▸ What needs to be done: Extend the article on keeping steady footing in a shifting career landscape, continuing directly from its final sentence.

Find Solid Footing in a Shifting Career Landscape

By David Boggs, Practice Leader, WK Advisors

David Boggs

David Boggs

If you’ve read an article about careers lately, chances are it included terms like “changing landscape” or “seismic shifts.” Healthcare, education, and many other industries are in upheaval due to significant changes involving everything from legislative policy to technological advancements. It’s no wonder even seasoned executives may feel as if they are stumbling across unsteady ground, their career paths not as clearly defined as before.

But it is possible to maintain steady footing, no matter how industry trends and career expectations shift. People who thrive in changing times ensure their own professional growth and the success of their organization by remaining agile, open to learning what is necessary to function in new terrain. It’s important to make oneself an indispensible part of your organization’s future. What follows are five ways to do so:

1. Understand the landscape. Keeping abreast of the latest industry trends is essential. Feeling “in the loop” will boost confidence and ease the inevitable anxiety that comes with change. Plus, staying up to date will provide insights into how your skills can best be utilized, and what new skills you may need to attain.

▸ Given data:
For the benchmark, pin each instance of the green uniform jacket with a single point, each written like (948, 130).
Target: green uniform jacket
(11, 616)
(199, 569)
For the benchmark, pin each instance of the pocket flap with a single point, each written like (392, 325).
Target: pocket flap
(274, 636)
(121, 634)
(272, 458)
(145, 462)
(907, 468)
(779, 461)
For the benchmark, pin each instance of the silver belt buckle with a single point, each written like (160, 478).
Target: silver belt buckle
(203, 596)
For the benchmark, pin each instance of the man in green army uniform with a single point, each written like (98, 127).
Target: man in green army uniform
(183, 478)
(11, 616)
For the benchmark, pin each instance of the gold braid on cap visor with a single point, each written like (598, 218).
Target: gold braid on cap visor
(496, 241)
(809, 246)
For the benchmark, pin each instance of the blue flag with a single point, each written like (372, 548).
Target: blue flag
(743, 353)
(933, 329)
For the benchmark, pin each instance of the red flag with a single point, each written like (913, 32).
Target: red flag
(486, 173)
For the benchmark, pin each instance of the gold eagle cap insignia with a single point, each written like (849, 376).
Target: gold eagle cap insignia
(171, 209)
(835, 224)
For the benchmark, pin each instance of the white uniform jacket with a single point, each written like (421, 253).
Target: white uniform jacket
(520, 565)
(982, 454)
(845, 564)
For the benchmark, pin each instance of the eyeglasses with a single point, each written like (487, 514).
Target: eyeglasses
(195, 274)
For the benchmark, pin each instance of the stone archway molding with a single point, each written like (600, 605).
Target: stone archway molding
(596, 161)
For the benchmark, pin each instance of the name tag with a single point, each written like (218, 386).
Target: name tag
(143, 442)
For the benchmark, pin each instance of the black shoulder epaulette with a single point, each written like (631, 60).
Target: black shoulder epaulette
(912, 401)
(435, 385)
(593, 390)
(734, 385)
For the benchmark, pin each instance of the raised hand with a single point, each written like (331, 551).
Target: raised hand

▸ Written answer:
Schedule time each week to read industry publications and websites, as well as general news outlets and social networking groups (see #2). Apply what you’re learning within your organization to ensure its continued success and to demonstrate your capacity to evaluate and utilize new approaches.

Make a habit of sharing the knowledge you’ve gained. Write articles, make presentations, serve on panels, write a guest blog. Publicly sharing your expertise boosts the confidence others have in your ability to understand industry changes, and in your willingness to find new and creative solutions to problems.

2. Never travel alone. One of the best ways to keep up with the sometimes dizzying pace of industry change is to network with others in similar positions. Use sites such as LinkedIn to connect with executive peers and professional groups. Of course, nothing beats face-to-face networking when it comes to support and learning. Attend conferences or industry association meetings when possible. Within your organization, look for colleagues (even younger) from whom you might learn something new.

3. Learn survival skills. Think of attaining new skills as the key to your professional survival. Whether you need to master the latest software or comprehend complex legislation, gaining new competencies will ensure your continued relevancy.

The first step is to honestly assess your skills and knowledge base. Take a look at the past year: Where did you succeed? How could you have improved? Today’s executives are often expected to have a breadth of expertise, from finance to management skills. In which areas could you shore up your knowledge?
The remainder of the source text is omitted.